§ Qué se pide
Localiza en los registros cada línea que contenga la palabra "background" y cópiala completa. Distingue entre mayúsculas y minúsculas.
++++ Extracto de datos ++++
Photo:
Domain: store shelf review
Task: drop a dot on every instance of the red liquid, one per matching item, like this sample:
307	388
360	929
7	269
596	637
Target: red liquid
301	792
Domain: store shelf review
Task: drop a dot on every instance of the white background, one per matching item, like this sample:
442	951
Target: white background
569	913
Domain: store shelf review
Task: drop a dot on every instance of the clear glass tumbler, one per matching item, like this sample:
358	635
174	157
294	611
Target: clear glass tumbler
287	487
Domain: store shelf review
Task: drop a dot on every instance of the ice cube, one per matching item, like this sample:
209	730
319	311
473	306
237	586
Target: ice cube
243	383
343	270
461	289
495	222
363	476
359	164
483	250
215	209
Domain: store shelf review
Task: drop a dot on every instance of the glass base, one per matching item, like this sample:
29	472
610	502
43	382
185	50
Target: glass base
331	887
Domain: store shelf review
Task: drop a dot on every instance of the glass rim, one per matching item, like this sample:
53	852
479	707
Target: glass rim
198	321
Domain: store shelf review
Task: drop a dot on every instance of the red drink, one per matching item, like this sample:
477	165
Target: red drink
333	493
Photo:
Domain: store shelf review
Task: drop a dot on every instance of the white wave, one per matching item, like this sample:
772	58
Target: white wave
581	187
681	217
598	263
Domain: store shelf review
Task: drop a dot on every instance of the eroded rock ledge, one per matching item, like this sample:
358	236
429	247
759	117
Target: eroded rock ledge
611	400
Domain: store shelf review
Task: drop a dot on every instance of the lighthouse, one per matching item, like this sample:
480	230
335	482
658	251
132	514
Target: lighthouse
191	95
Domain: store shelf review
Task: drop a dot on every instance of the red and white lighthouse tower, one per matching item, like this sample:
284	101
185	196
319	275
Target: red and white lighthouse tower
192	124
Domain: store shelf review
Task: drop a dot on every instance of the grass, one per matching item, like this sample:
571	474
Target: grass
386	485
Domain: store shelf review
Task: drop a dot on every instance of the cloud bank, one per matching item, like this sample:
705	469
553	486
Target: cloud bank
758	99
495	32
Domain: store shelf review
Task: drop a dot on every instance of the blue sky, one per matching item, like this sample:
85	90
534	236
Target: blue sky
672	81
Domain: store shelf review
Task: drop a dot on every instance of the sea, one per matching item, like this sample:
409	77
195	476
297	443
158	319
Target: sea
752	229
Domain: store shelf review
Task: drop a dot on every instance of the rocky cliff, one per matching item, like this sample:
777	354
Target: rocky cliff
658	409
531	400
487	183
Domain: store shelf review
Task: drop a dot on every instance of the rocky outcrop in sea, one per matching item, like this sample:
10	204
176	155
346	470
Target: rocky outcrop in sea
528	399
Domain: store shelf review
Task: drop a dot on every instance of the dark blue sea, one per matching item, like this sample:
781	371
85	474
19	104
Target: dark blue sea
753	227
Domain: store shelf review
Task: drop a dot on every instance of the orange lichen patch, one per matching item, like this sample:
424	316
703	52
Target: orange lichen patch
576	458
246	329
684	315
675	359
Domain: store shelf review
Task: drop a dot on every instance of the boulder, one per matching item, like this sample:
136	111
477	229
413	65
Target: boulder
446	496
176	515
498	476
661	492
++++
§ La respuesta
Task: drop a dot on every instance of the white background, one per matching item, like this sample:
Target: white background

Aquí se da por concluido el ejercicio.